(Material provided Opens)

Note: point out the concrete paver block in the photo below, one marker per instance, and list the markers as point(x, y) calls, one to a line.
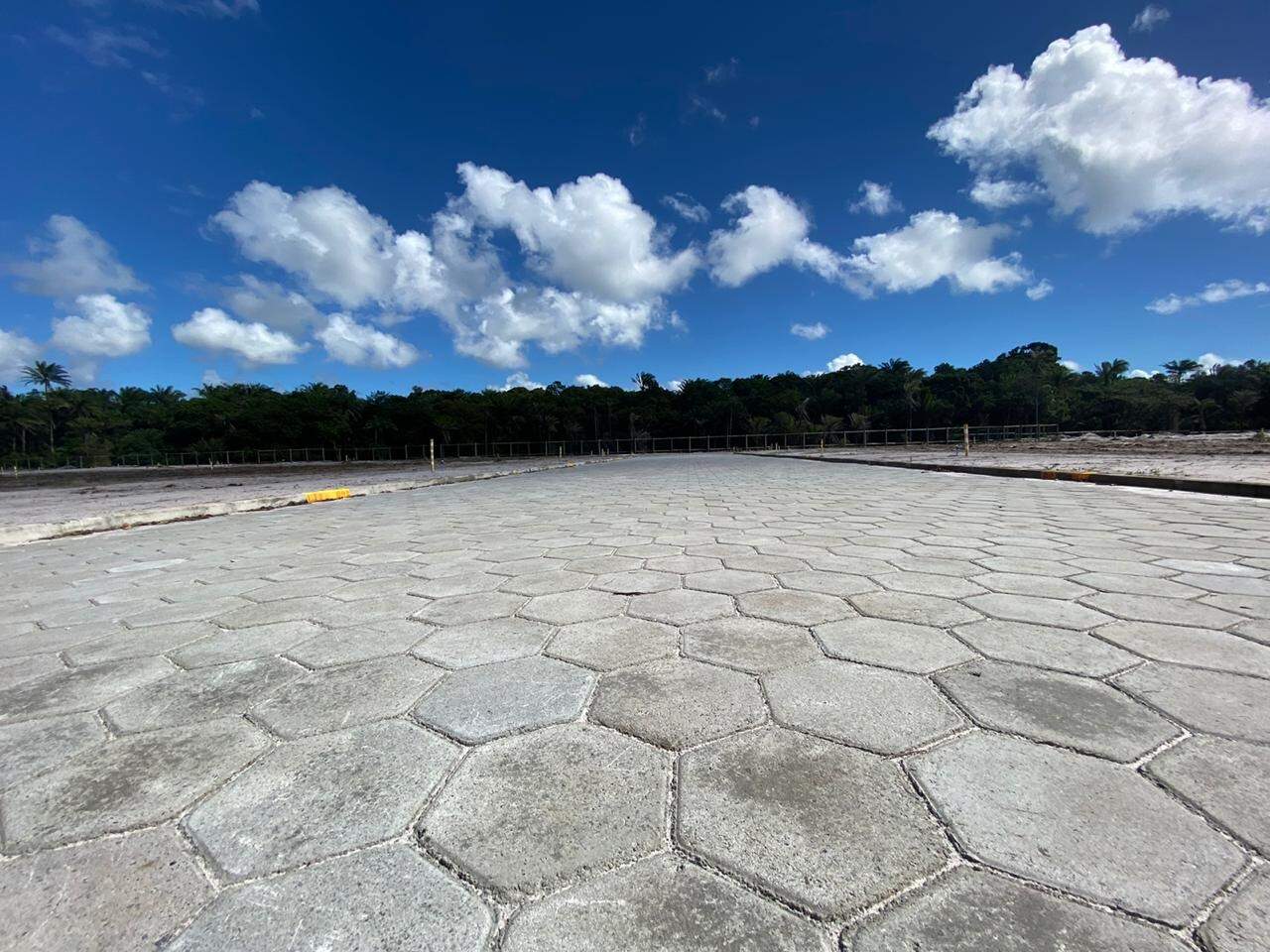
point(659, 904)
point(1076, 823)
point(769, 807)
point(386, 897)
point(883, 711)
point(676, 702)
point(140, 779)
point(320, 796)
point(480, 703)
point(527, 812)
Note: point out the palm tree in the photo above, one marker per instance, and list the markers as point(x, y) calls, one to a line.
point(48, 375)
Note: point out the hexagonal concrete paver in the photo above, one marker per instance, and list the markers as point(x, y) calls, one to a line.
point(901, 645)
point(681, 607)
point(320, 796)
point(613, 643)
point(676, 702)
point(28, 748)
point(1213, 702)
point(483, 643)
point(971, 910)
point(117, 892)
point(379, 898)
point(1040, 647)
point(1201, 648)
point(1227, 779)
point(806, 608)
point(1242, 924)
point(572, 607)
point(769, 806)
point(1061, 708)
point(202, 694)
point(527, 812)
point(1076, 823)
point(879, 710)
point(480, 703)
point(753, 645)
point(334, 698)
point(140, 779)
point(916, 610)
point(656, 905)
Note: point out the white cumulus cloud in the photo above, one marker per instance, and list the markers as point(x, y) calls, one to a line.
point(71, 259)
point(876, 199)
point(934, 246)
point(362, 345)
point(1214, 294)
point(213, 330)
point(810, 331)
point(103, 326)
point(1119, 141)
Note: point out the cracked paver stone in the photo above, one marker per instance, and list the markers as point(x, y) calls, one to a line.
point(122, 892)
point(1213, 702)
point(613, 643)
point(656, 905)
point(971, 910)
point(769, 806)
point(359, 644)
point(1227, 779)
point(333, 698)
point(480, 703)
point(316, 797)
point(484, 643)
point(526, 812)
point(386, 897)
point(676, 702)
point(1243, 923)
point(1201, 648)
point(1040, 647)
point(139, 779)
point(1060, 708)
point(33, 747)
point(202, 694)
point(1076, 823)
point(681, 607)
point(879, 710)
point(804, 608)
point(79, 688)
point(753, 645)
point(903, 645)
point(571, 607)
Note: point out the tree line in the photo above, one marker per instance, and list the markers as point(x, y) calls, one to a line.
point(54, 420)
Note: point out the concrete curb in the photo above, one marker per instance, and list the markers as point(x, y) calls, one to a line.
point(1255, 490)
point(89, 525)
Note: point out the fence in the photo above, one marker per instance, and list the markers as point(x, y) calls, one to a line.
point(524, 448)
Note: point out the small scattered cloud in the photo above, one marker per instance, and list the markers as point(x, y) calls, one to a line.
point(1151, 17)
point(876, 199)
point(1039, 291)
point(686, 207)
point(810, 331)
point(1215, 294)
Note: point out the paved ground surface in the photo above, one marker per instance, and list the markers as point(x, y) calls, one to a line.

(Material provided Closes)
(Material provided Opens)

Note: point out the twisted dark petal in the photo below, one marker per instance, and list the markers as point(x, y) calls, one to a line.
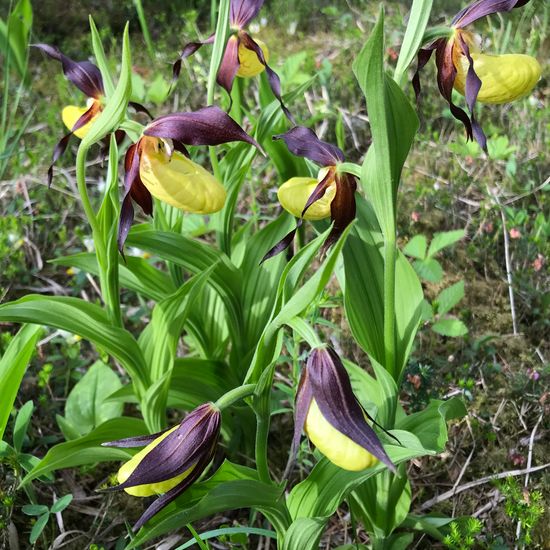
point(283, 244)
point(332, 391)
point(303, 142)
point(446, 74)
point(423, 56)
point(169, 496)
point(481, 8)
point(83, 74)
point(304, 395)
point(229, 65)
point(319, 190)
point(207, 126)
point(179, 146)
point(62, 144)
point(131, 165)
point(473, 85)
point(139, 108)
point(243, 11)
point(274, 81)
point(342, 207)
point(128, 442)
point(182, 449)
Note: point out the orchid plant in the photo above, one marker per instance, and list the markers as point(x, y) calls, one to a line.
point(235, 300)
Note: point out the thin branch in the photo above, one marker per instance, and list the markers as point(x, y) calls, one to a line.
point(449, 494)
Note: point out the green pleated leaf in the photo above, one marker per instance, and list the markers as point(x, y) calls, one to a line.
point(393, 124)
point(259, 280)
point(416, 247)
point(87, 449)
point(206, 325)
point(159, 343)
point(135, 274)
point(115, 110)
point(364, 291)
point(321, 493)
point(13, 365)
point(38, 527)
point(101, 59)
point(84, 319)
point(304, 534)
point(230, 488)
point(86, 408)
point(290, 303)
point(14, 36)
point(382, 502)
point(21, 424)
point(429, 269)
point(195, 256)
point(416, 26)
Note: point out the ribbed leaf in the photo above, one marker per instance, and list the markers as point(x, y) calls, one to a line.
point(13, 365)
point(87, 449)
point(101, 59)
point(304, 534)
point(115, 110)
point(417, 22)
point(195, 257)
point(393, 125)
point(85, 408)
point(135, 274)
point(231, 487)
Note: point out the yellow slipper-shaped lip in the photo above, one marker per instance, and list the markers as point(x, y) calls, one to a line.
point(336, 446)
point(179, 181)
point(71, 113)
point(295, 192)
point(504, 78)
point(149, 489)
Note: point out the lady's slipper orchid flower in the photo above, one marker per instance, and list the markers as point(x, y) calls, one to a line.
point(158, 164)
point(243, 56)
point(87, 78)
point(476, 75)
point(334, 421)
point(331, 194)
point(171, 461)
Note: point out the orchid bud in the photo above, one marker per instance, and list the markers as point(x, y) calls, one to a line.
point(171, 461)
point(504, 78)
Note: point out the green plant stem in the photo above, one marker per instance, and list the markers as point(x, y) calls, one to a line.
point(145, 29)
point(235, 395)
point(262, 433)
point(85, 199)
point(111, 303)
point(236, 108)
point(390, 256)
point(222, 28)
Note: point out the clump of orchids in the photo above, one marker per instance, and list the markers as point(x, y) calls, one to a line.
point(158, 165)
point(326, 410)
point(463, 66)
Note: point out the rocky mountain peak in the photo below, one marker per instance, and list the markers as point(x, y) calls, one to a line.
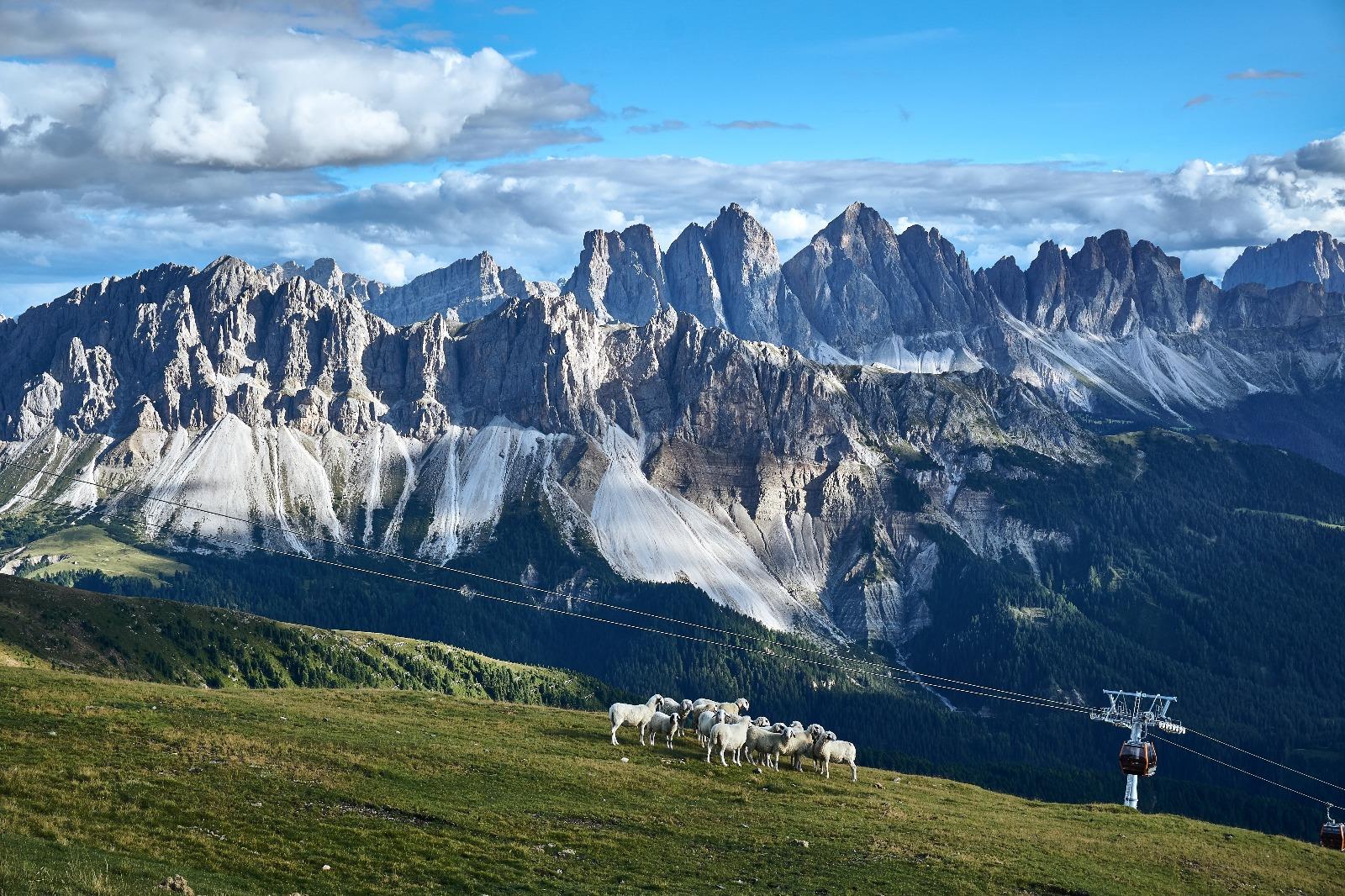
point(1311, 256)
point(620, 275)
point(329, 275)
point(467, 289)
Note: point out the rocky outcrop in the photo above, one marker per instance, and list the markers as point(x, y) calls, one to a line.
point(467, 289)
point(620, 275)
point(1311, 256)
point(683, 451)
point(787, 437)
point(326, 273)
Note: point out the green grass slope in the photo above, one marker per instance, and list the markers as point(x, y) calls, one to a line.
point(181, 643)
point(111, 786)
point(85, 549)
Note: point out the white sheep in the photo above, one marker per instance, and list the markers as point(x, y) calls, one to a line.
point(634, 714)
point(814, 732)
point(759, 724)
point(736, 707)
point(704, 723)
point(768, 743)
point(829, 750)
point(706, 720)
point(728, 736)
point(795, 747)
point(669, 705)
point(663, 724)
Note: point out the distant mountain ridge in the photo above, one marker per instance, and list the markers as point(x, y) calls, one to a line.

(Material provided Closes)

### Aim of the task
Using the data above, which lines fall from the one with "Note: point out the lady's" through the one with "Note: point out the distant"? Repeat them exactly, ends included, minus any pictures.

### Output of the task
Note: point out the lady's slipper orchid flower in the photo above, one marker per instance, and list the markers as point(x, y) calls, one to a line.
point(158, 164)
point(243, 56)
point(87, 78)
point(476, 75)
point(334, 421)
point(331, 194)
point(171, 461)
Note: point out the orchid bud in the photo above, one marker per instance, and list the markers as point(x, y) calls, one to a line.
point(171, 461)
point(504, 78)
Note: point out the green plant stem in the photo above, one marker per instance, and list the markers as point(x, y) calls, one to a line.
point(145, 29)
point(235, 395)
point(262, 433)
point(85, 199)
point(111, 303)
point(236, 108)
point(390, 256)
point(222, 28)
Note: point out the clump of orchids in the photo above, one marker per instance, and list the markers as point(x, y) calls, one to a line.
point(158, 165)
point(326, 410)
point(463, 66)
Note: point out the rocky mountain peak in the photo below, one marker per instance, and list the markers as point(x, y) calls, one to a line.
point(1311, 256)
point(620, 275)
point(329, 275)
point(467, 289)
Note: point out the rocky outcrop in the photo above, one marker per instance, and list the markers as point(x, y) calls, one to a line.
point(467, 289)
point(620, 275)
point(1311, 256)
point(683, 451)
point(787, 437)
point(326, 273)
Note: point out the green grass slope in the photo above, one marker per instance, and list the markers as point(x, y) calls, one to a line.
point(181, 643)
point(111, 786)
point(85, 549)
Note: point out the white sheep in the photo above, one marker per instance, and list the markers as point(x, y) calls, one to a line.
point(634, 714)
point(814, 732)
point(759, 724)
point(736, 707)
point(704, 723)
point(768, 743)
point(829, 750)
point(706, 720)
point(728, 736)
point(795, 747)
point(669, 705)
point(663, 724)
Note: point out the distant mountain ridge in the photo above, one marker per instance, and list the markers as point(x, y) calls, one to a line.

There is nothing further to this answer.